Some basic R data types
------------------------
Before we get too far, note that R has a variety of data structures that may be required for different functions.
Some of the main ones are:
* 'numeric' - (aka double) the default double-precision (64bit) float representation for a number.
* 'integer' - a single-precision (32bit) integer.
* 'single' - a single precision (32bit) float
* 'string' - any character string ("harry", "r824_09_hust", "888764"). Note the
last is a number defined as a string so you couldn't add "888764" + 765.
* 'vector' - a series of data types of the same type. (3, 5, 6, 2, 15) is a
vector of numerics. ("have", "third", "start", "grep) is a vector of strings.
* 'matrix' - an array of identical data types - all numerics, all strings, all booleans, etc.
* 'data.frame' - a table (another name for it) or array of mixed data types.
A column of strings, a column of integers, a column of booleans, 3 columns of numerics.
* 'list' - a concatenated series of data objects.
Loading data into R
-------------------
This process is described in much more detail in the document
http://cran.r-project.org/doc/manuals/R-data.pdf[R Data Import/Export],
but this will give you a short example of one of the most popular ways of loading data into R.
The following reads the example data file above (red+blue_all.txt) into an R table
called 'aa'; note the ',header=TRUE' option which uses the file
header line to name the columns. In order for this to work, the column
headers have to be separated by the same delimiter as the data (usually
a space or a tab).
-----------------------------------------------------------------
> aa <- read.table(file="red+blue_all.txt",header=TRUE) # try it
-----------------------------------------------------------------
I have run into situations where 'read.table()' would simply not read in a file which I had validated with an external Perl script:
-----------------------------------------------------------------
> em <- read.table(file="long_complicated_data_file",header=TRUE,sep="\t",comment.char="#") # try it
Error in scan(file, what, nmax, sep, dec, quote, skip, nlines, na.strings, :
line 134 did not have 29 elements
-----------------------------------------------------------------
In these cases, using 'read.delim()' may be more successful:
-----------------------------------------------------------------
em <- read.delim(file="long_complicated_data_file",na.strings = "", fill=TRUE, header=T, sep="\t")
>
-----------------------------------------------------------------
(see also http://manuals.bioinformatics.ucr.edu/home/R_BioCondManual#R_read_write[Thomas Girke's excellent R/BioC Guide].)
Note that in R, you can work left to right or right to left,
altho the left pointing arrow is the usual syntax.
The above command could also have been given as :
-----------------------------------------------------------------
> read.table(file="red+blue_all.txt",header=TRUE) -> aa # try it
-----------------------------------------------------------------
Did we get the col names labeled correctly?
-----------------------------------------------------------------
> names(aa) # try it
[1] "ID" "BEGIN" "END" "Blue" "Red"

◆ Information supplied ◆
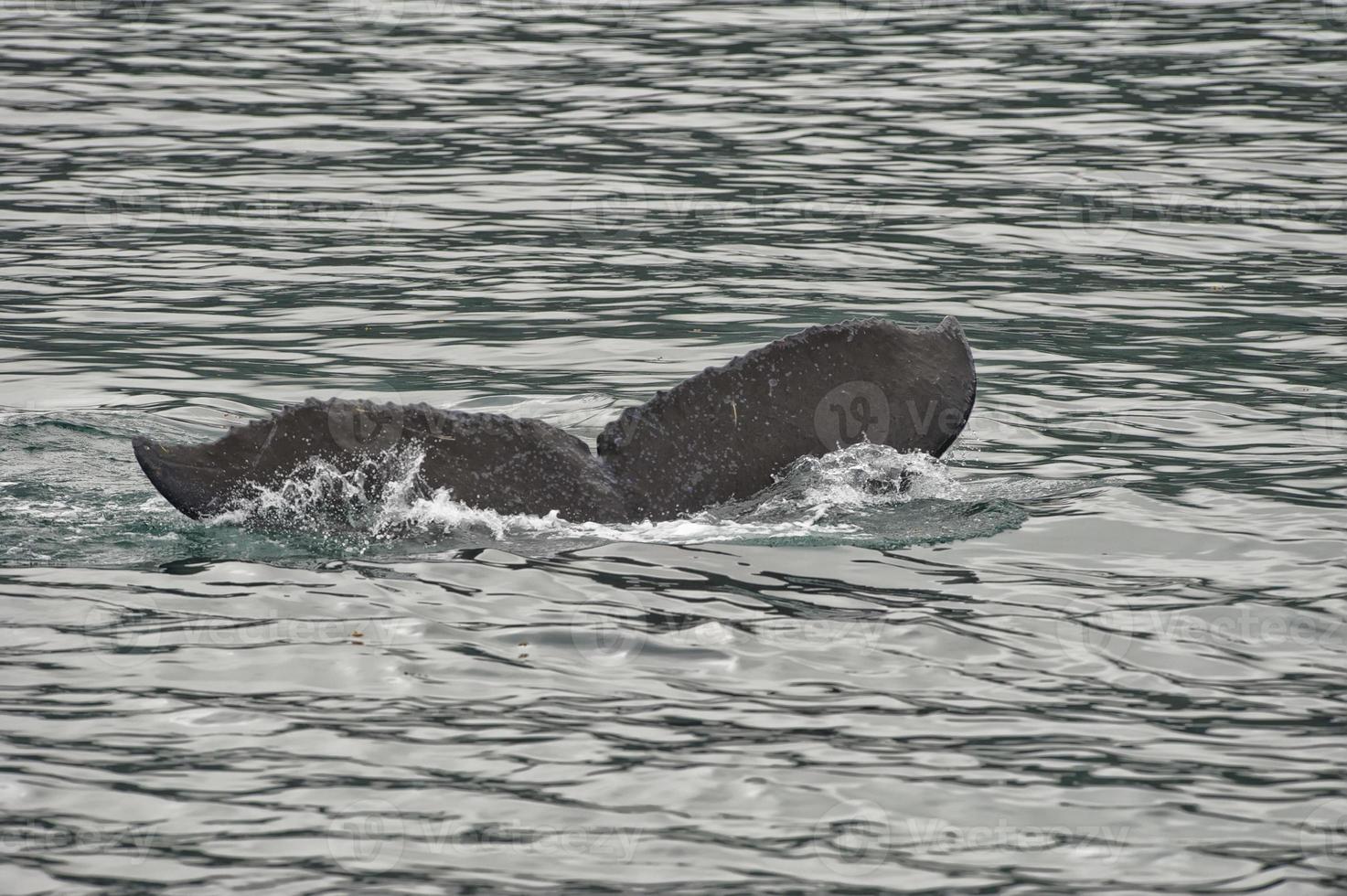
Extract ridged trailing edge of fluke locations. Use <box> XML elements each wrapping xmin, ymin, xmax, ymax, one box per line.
<box><xmin>132</xmin><ymin>316</ymin><xmax>978</xmax><ymax>523</ymax></box>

◆ Actions to take ◆
• A. For each statement, say whether it agrees with the R tutorial excerpt, answering yes or no and quoting the words that decide it: (i) The 'integer' type is a 64bit integer. (ii) The ',header=TRUE' option names the columns from the file's header line. (iii) The left pointing arrow is the usual syntax in R.
• B. Extract the passage of the R tutorial excerpt from "Note that in" to "names labeled correctly?".
The material comes from a different source than the R tutorial excerpt.

◆ Solved problems ◆
• A.
(i) No: "a single-precision (32bit) integer"
(ii) Yes: "uses the file header line to name the columns"
(iii) Yes: "altho the left pointing arrow is the usual syntax"

• B.
Note that in R, you can work left to right or right to left,
altho the left pointing arrow is the usual syntax.
The above command could also have been given as :
-----------------------------------------------------------------
> read.table(file="red+blue_all.txt",header=TRUE) -> aa # try it
-----------------------------------------------------------------
Did we get the col names labeled correctly?